- Görev 1
Pericles incelemesini "Girişte Antakya Kralı" ifadesinden "prensleri idam eder." ifadesine kadar yeniden yazın ve "güzeller güzeli" ifadesini "çok güzel" ile değiştirin.
- Görev 2
Pericles incelemesini kaldığı yerden devam ettirin.

- Okuma metni

☆ ☆ ☆ ☆

Pericles İnceleme Yazısı

PericlesPericles by
My rating: 2 of 5 stars

PERICLES - WILLIAM SHAKESPEARE

UYARI: Spoiler içerir.
____________

Bu oyunun basımının İş Bankası Kültür Yayınları'nda bu kadar erkene alınması bir hayli ilginç. Çünkü Pericles, Shakespeare' in belki de hayatının son dönemlerinde yazması muhtemel bir oyun. Evet, muhtemel çünkü oyun Birinci Folyo baskısında telif haklarının tam olarak alınamaması sebebiyle listeye eklenmemiş. Ancak kuvvetle ihtimal Marina karakterinin Shakespeare'in elinden çıktığı sanılıyor. Oyun kaynağını İngiliz şair John Gower'ın Confessio Amantis eserinden almış. Aynı zamanda eser, tür olarak trajedi olarak nitelendirilse de alışılagelmişin dışında bu trajedi oyunun gelişme kısmını oluşturmasına karşın hüzünlü bir sonu yok; aksine okuyucuyu mutlu gönderiyor evine.

Julius Caesar oyununda araya giren Cicero dışında pek de anlatıcı görmemiştim şu ana kadar ancak bu oyunun her sahnesi Gower isimli bir karakterin bize olayı açıklaması ile başlıyor. Dolayısıyla anlaşılabilirlik bakımından, bu özellik Pericles'ı kolay idrak edilebilir bir oyun haline getiriyor. Yeni katılan karakterler, aradan geçen zaman, arkada dönen oyunlar; Gower sayesinde net bir şekilde okunabiliyor.

Girişte Antakya Kralı Antiochus' un kızı ile olan ensest ilişkisi anlatılıyor. Antiochus güzeller güzeli bir kıza sahiptir, kız ne yazık ki annesini küçük yaşta kaybeder ve baba kız yaşamaya başlarlar. Bu ilişki zamanla aralarındaki aşka dönüşür. Kız olgunlaştığında ise Antiochus'a talipler gelmeye başlar; kızını istemek için nice prensler uzun yollar aşarak bu güzeller güzeli prensesi ülkelerine götürmek isterler. Kral Antiochus ise kızı ile aralarındaki ilişkinin gizli kalmasının yollarını aramaya koyulur. Sonunda aklına bir fikir gelir: Kızına talip olan prenslere bir bilmece sorar, eğer bu bilmeceyi bilemezlerse genç prensleri idam eder.

☆ ☆ ☆ ☆

- Veriler
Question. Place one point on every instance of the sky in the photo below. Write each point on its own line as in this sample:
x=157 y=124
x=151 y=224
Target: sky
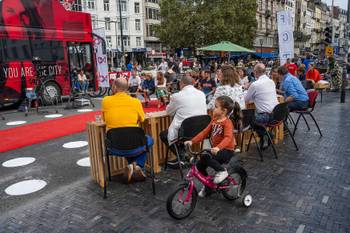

☆ ☆ ☆ ☆

- Yanıt 1
Girişte Antakya Kralı Antiochus' un kızı ile olan ensest ilişkisi anlatılıyor. Antiochus çok güzel bir kıza sahiptir, kız ne yazık ki annesini küçük yaşta kaybeder ve baba kız yaşamaya başlarlar. Bu ilişki zamanla aralarındaki aşka dönüşür. Kız olgunlaştığında ise Antiochus'a talipler gelmeye başlar; kızını istemek için nice prensler uzun yollar aşarak bu çok güzel prensesi ülkelerine götürmek isterler. Kral Antiochus ise kızı ile aralarındaki ilişkinin gizli kalmasının yollarını aramaya koyulur. Sonunda aklına bir fikir gelir: Kızına talip olan prenslere bir bilmece sorar, eğer bu bilmeceyi bilemezlerse genç prensleri idam eder.

- Yanıt 2
Sorulan bu bilmece aslında Antiochus ile kızı arasındaki ilişkiyi anlatmaktadır fakat hiçbir prens böyle bir ilişkiyi düşünemez. Ta ki Pericles'a da sorulana dek. Pericles bilmeceyi çözer çözmesine de bunu kralın yüzüne karşı nasıl söyler; ancak açıklamazsa da canından olacaktır. Her iki yolun da onu karanlık bir sona götürdüğünün farkındadır. Krala işlediği bu günahı söylemekten çekindiğini açıklar; bunun üzerine kral endişeye kapılır. Sonunda bilmecedeki sır açığa çıkmıştır. Fakat bunu belli etmez; Pericles'ın cevabının yanlış olduğunu, yine de bu güzel prense endamından ötürü kırk gün daha mühlet vereceğini açıklar.

İlk sahnede olan olaylar Pericles'ın kralın sarayından kaçması ve Tarsus'a gitmek üzere bir gemiye binmesiyle sonlanır. Sur'un yönetimini maiyetine bırakır. Hikayenin geneline bakılacak olursa ilk sahnede olan olaylar, oyunun geri kalanından biraz kopuk gibi geldi bana.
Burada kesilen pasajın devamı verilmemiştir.